-------- Text under study --------

Although the 1948 Universal Declaration of Human Rights (UDHR) has language as one of its categories for equal rights, it does not explicitly list and elaborate on linguistic rights. Even with declarations and rules on protecting specific languages and their rights, there was no binding document at that time that referred to all the languages or to world linguistic rights. As such, there have been attempts to fill this gap by expanding on the importance of linguistic rights in the global scene.

In addition, the Universal Declaration of Linguistic Rights (UDLR) holds regards to several policies that motivated the respect of linguistic rights. Some of the documents include:
- Declaration on the Rights of Persons belonging to National, Ethnic, Religious and Linguistic Minorities
- European Convention on Human Rights
- European Charter for Regional or Minority Languages
- Framework Convention for the Protection of National Minorities
- International Covenant on Civil and Political Rights
- Universal Declaration of the Collective Rights of Peoples

The idea of a Declaration was first proposed in 1984, where a Brazilian by the name of Francisco Gomes de Matos introduced to the International Federation of Modern Language Teachers (FIPLV), a plea for a Universal Declaration of Linguistic Rights. He listed some of the principal linguistic rights, together with their educational implications.

-------- Data shown --------

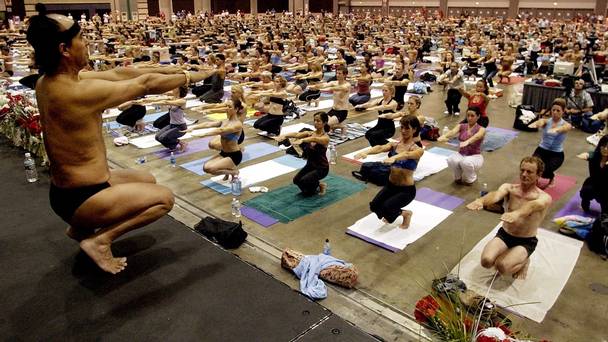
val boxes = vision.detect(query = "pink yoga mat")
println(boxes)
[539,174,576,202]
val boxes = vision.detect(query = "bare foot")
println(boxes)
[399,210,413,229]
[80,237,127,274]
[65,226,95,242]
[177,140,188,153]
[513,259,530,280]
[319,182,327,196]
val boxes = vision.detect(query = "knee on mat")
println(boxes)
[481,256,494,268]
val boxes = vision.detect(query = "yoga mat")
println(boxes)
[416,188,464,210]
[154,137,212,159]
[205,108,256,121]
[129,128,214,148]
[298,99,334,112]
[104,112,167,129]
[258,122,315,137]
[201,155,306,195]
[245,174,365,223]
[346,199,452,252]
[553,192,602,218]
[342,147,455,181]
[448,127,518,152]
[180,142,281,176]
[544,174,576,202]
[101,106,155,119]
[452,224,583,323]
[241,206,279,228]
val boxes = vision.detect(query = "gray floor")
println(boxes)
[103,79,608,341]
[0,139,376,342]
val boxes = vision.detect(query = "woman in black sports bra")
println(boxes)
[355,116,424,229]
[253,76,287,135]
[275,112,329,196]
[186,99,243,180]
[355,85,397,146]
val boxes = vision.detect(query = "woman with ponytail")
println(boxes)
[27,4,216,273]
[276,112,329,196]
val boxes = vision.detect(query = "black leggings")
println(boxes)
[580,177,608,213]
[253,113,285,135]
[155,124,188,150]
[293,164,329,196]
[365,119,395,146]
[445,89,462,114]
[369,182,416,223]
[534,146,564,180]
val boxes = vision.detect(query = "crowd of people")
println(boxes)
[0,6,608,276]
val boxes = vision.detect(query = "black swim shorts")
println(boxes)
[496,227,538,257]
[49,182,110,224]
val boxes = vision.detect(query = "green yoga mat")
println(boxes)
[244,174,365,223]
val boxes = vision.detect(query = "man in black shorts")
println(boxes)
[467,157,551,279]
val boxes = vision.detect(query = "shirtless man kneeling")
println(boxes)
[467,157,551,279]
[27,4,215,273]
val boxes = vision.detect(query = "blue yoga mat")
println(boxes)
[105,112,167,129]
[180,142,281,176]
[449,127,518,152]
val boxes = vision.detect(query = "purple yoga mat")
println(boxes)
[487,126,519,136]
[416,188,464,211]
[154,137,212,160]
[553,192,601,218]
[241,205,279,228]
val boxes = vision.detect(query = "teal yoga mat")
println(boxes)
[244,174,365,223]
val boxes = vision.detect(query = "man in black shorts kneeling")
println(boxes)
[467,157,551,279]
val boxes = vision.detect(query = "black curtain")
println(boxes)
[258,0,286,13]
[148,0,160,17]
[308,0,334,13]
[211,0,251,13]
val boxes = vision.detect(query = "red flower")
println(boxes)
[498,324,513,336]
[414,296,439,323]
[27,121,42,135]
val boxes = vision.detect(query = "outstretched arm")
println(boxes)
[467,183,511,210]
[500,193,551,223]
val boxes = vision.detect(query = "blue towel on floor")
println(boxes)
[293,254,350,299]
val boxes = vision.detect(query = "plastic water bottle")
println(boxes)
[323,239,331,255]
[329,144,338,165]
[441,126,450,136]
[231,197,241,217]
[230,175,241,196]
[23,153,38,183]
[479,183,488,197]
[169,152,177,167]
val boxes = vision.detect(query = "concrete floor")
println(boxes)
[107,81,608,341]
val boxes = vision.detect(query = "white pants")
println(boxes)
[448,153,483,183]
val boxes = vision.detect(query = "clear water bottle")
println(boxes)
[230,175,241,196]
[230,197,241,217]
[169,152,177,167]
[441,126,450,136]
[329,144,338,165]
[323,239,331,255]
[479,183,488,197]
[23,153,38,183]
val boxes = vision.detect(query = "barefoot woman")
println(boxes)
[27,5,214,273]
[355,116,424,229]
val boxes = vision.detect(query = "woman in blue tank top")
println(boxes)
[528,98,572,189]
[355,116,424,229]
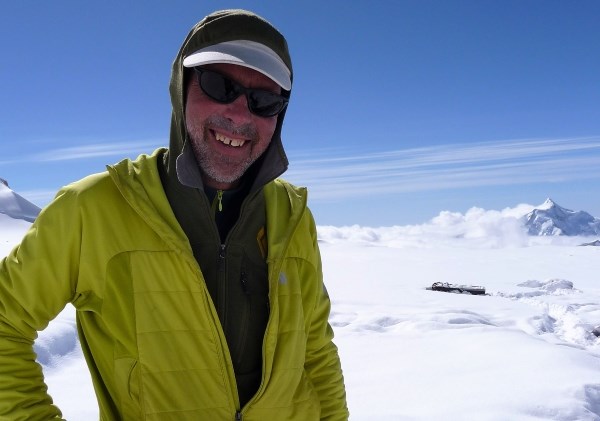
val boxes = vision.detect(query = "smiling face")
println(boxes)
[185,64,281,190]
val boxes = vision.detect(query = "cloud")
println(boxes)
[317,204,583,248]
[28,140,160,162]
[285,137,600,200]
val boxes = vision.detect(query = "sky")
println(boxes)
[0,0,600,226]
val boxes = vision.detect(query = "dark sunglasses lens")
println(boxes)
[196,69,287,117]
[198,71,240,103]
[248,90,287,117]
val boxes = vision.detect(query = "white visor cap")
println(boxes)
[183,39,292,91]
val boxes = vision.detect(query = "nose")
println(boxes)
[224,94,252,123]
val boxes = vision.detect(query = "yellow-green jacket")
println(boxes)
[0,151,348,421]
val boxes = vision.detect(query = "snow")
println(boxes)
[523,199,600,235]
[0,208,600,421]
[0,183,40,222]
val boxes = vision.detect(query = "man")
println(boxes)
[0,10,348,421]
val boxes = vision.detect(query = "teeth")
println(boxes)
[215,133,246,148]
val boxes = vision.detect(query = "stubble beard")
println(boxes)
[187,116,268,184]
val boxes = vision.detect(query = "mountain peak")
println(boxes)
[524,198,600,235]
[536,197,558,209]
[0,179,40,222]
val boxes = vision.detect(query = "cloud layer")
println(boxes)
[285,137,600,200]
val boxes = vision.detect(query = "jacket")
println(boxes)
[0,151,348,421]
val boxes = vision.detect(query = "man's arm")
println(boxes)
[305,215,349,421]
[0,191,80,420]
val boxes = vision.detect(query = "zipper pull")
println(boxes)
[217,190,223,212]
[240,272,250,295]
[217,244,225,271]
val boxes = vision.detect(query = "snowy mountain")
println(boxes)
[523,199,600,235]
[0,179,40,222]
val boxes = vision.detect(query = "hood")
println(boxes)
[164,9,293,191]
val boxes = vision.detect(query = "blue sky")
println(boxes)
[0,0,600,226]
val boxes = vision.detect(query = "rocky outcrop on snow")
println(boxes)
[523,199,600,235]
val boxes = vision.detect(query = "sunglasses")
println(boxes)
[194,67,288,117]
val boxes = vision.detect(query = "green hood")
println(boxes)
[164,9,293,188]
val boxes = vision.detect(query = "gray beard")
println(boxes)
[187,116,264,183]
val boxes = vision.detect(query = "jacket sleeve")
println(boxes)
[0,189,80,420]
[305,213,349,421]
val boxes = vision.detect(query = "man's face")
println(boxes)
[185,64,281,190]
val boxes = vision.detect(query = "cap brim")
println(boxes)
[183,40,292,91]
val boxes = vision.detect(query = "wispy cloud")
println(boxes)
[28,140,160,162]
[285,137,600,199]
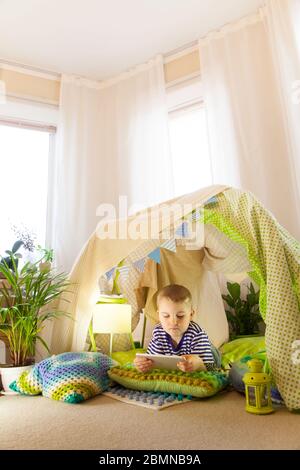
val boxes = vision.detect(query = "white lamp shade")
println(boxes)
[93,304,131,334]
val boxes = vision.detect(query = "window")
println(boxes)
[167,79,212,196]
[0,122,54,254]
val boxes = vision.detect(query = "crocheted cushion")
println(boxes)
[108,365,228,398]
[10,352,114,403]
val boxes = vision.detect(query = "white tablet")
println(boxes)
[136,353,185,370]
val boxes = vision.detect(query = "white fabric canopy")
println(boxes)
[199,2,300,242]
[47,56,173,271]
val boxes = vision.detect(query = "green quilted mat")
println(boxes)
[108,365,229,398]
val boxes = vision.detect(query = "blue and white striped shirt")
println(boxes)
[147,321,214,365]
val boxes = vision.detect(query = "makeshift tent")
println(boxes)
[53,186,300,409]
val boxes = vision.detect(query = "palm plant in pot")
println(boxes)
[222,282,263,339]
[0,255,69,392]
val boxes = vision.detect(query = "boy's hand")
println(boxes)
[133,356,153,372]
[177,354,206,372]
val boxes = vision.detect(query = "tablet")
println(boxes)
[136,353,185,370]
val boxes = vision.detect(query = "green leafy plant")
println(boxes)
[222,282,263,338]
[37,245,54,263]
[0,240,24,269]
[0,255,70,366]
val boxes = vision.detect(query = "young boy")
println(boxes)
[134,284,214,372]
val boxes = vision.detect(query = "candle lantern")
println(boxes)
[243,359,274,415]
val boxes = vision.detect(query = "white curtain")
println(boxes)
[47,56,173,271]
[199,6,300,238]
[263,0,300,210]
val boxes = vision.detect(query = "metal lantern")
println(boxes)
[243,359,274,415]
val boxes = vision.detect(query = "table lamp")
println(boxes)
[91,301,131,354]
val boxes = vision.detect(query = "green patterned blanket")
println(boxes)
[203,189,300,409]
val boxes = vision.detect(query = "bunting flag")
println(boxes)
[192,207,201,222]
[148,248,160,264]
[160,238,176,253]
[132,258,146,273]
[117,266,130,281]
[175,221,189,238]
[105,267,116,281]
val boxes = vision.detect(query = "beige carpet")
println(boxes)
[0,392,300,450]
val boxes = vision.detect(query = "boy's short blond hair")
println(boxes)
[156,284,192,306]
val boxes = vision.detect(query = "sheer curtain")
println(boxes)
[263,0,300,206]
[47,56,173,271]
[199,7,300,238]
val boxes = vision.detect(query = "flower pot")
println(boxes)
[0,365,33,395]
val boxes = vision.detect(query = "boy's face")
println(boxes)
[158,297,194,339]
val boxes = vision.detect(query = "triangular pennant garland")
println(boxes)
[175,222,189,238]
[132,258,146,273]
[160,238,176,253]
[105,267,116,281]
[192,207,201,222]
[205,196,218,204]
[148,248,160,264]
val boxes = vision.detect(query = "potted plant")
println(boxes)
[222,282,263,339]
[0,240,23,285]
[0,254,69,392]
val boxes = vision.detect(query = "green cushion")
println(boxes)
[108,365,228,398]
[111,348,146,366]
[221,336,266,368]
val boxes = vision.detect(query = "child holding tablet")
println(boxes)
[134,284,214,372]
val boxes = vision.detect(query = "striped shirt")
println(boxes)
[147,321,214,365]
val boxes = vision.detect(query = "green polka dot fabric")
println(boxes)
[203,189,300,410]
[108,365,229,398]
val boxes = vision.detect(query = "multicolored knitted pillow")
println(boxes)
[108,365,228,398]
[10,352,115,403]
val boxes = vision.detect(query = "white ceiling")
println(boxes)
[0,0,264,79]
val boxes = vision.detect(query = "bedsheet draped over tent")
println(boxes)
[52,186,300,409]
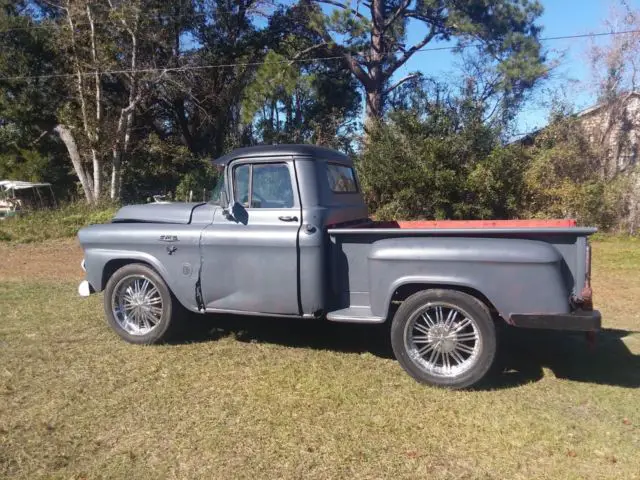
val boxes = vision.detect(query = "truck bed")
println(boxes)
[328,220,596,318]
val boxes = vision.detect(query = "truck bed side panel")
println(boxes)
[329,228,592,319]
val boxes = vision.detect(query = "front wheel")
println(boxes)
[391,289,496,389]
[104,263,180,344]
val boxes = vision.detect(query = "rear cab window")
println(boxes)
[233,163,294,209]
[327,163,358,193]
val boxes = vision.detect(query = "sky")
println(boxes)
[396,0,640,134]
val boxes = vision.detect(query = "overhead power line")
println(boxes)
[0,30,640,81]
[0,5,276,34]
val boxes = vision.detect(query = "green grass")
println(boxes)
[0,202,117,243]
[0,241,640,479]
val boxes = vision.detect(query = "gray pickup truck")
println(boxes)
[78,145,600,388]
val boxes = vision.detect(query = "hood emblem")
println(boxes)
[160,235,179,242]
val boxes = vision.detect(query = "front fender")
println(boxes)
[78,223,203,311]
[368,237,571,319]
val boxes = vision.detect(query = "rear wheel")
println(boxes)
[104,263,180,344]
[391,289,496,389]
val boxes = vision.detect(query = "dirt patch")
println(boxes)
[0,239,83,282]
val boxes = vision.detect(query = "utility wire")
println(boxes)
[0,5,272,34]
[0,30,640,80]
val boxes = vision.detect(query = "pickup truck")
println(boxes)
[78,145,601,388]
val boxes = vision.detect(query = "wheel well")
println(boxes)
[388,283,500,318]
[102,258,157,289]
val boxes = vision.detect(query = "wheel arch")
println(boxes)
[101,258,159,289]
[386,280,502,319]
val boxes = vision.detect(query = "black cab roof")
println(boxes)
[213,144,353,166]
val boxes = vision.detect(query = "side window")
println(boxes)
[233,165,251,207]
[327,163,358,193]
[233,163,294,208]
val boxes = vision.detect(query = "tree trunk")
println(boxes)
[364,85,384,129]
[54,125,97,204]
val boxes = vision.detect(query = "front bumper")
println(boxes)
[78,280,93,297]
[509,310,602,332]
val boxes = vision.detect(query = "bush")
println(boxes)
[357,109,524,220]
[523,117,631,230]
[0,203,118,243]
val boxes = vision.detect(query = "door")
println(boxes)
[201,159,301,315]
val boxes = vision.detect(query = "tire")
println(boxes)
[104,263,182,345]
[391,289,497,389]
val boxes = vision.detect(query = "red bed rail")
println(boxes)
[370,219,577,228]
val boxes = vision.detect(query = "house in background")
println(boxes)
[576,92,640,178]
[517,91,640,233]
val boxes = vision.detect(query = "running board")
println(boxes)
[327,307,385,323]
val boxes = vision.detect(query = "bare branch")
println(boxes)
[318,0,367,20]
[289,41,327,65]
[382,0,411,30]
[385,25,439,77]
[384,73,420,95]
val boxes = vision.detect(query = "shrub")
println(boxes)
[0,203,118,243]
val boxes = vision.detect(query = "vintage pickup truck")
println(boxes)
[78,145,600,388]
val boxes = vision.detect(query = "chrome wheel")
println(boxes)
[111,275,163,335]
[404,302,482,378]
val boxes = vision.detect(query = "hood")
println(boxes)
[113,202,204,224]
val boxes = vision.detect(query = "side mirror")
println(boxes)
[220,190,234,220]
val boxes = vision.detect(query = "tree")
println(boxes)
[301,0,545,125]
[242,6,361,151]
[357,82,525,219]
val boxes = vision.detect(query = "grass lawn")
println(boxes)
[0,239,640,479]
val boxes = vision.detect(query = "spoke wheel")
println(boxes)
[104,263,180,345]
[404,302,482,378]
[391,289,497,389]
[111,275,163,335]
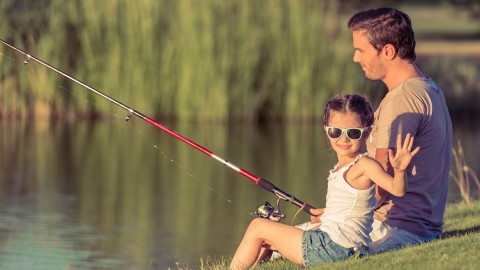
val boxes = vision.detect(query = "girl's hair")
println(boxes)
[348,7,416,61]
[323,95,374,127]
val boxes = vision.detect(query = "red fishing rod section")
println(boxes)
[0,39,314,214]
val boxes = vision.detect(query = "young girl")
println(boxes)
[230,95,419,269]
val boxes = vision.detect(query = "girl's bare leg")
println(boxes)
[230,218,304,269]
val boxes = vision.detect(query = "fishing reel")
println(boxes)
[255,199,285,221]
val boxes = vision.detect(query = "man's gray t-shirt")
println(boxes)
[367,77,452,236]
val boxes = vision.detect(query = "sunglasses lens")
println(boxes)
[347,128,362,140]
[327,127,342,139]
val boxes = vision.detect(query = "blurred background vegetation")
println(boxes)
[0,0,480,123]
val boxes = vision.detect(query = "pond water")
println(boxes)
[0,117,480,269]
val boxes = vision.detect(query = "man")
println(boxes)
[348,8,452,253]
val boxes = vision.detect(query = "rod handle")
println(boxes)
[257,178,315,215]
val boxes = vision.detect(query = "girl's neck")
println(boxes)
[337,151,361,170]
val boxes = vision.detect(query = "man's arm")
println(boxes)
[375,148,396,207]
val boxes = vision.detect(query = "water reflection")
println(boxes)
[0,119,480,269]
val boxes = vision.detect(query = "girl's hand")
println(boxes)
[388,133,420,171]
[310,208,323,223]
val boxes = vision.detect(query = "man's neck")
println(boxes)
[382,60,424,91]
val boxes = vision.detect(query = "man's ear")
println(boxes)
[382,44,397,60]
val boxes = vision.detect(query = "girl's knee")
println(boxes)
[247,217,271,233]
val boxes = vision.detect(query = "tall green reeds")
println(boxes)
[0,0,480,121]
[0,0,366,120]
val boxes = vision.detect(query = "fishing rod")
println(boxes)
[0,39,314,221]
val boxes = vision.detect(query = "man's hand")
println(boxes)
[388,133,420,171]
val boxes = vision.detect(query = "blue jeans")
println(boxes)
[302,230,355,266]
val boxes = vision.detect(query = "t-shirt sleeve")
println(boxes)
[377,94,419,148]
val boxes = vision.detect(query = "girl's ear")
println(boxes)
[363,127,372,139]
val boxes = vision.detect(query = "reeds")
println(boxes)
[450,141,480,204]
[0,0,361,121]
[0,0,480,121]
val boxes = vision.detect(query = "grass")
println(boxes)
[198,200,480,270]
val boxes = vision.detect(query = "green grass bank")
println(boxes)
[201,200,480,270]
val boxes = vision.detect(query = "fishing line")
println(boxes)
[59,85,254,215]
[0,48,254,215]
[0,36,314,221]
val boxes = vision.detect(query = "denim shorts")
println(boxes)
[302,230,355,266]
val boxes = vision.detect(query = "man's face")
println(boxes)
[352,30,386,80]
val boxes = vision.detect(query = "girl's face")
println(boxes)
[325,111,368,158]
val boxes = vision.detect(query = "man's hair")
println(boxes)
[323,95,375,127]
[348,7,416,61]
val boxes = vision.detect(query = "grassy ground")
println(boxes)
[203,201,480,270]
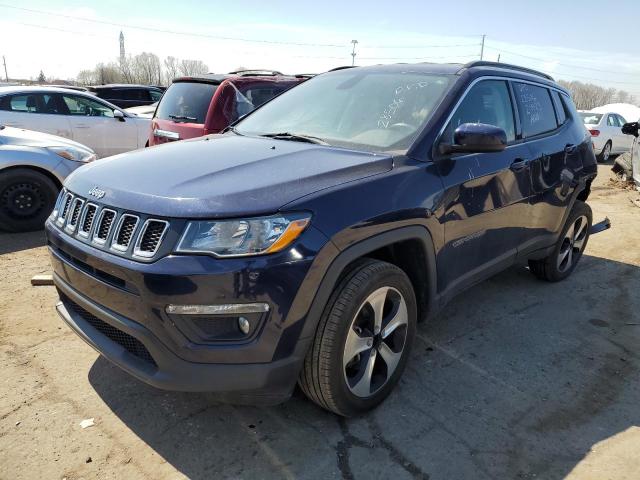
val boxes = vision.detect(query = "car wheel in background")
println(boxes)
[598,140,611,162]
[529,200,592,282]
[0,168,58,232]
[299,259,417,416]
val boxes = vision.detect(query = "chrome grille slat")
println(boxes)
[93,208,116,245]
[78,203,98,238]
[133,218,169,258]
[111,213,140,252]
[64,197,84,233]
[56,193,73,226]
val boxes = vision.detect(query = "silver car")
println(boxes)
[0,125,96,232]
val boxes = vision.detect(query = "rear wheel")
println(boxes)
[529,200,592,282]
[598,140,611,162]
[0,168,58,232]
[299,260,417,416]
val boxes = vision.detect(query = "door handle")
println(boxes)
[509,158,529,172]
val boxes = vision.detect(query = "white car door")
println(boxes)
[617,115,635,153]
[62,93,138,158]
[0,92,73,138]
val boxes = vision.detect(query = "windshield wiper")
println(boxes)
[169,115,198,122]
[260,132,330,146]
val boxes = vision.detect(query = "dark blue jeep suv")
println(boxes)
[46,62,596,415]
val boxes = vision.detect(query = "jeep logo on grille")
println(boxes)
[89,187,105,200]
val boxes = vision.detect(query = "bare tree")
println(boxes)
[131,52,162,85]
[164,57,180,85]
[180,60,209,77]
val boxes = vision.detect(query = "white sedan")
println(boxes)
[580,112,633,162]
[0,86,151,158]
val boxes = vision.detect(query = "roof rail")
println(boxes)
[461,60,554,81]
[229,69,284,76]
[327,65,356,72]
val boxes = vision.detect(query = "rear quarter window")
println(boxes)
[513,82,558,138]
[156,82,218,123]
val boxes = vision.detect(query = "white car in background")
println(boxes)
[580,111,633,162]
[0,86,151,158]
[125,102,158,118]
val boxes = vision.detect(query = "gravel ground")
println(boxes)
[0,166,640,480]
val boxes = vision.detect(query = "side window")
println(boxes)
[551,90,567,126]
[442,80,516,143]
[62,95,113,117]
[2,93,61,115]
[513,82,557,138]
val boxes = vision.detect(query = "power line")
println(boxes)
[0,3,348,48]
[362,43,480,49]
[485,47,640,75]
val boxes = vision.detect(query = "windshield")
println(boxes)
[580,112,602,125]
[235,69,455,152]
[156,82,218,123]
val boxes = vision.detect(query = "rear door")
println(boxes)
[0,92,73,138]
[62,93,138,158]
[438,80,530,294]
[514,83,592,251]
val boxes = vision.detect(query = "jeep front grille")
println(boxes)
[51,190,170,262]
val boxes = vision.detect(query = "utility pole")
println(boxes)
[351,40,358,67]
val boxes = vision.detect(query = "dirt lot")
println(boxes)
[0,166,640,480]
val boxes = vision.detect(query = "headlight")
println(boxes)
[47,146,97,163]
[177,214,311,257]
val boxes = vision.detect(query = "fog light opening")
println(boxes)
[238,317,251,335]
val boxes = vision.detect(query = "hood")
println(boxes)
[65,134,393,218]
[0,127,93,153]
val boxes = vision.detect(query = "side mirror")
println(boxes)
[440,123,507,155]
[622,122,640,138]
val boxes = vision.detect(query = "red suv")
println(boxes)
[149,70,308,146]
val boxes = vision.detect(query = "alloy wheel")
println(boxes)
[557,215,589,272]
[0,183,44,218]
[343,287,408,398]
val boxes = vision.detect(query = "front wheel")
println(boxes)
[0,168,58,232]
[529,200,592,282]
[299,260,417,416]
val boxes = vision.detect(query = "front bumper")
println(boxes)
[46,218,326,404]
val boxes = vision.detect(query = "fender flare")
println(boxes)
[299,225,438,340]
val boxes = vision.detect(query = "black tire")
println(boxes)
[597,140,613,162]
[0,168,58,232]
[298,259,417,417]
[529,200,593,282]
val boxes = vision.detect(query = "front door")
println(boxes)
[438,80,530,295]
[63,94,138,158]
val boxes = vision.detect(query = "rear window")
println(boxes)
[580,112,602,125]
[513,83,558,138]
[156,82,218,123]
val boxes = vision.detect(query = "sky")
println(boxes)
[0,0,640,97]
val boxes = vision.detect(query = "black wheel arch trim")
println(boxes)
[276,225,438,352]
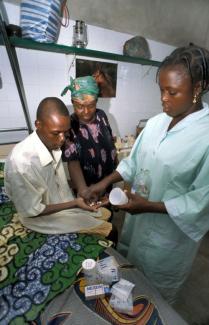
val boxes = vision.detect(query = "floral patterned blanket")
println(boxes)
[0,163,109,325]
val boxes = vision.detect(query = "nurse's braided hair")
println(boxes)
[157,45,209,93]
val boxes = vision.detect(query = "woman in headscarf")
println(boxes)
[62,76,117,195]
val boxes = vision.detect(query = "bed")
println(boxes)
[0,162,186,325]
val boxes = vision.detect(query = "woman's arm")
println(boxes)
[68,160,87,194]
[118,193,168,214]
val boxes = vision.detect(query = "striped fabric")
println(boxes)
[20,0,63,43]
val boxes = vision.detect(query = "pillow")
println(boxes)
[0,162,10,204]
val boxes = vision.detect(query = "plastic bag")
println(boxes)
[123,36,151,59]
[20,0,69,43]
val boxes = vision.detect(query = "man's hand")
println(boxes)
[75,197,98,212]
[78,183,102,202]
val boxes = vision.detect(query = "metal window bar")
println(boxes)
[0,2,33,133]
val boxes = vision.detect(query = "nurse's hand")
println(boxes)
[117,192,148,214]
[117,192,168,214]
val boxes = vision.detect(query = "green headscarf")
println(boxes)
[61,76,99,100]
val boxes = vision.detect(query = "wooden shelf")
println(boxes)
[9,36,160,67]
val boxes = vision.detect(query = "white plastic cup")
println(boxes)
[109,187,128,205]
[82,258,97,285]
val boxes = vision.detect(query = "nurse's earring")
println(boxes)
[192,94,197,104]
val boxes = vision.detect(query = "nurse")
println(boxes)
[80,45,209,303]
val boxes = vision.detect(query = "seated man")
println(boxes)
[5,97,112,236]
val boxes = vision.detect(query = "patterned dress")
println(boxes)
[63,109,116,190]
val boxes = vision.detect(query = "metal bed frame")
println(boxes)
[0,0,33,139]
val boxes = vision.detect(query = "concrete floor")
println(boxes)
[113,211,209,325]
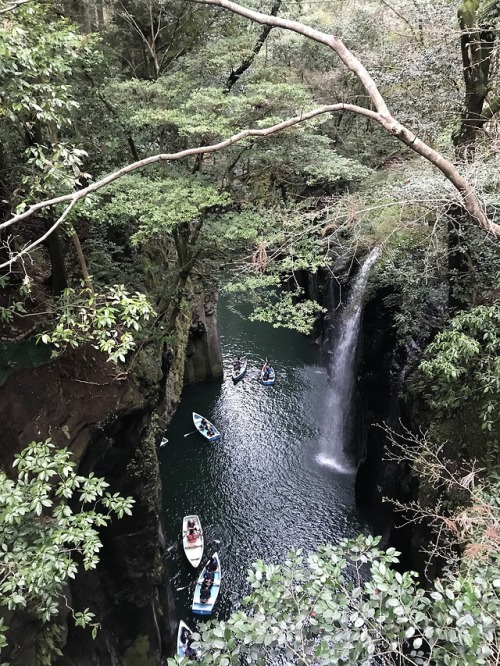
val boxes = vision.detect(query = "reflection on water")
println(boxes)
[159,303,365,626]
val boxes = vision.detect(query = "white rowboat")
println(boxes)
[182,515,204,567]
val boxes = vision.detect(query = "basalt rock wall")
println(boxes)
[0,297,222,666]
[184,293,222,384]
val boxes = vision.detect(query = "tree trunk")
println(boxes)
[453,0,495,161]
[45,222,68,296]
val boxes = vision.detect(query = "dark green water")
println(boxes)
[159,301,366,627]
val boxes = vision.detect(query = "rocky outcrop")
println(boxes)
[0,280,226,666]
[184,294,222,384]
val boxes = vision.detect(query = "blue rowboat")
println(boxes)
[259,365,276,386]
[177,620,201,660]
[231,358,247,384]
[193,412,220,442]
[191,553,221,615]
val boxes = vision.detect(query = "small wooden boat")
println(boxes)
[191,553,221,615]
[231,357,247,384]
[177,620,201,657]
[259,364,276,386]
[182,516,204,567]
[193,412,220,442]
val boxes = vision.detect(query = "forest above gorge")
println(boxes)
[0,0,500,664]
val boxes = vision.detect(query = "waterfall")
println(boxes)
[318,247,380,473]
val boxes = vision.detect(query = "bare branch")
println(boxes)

--------

- [Problem to work on] Could you extract, word for word, the passage of the linguistic rights text between "The idea of" and "their educational implications.", inclusive?

- [Result of this task]
The idea of a Declaration was first proposed in 1984, where a Brazilian by the name of Francisco Gomes de Matos introduced to the International Federation of Modern Language Teachers (FIPLV), a plea for a Universal Declaration of Linguistic Rights. He listed some of the principal linguistic rights, together with their educational implications.